**INFORMATION SUPPLIED:**
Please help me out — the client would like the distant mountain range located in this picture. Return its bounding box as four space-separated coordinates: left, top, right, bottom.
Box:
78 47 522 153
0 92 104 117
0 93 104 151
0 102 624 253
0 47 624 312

**INSTRUCTIONS FOR THE TASK:** Quote every one of the lines above word for word, from the first through the last.

**EXERCISE ANSWER:**
Please help me out — the client would like the distant mountain range located in this picture. Return its bounding box as four space-separated coordinates: left, top, right, bottom.
Box:
78 47 522 153
0 92 104 117
0 93 104 151
0 102 624 253
0 47 624 312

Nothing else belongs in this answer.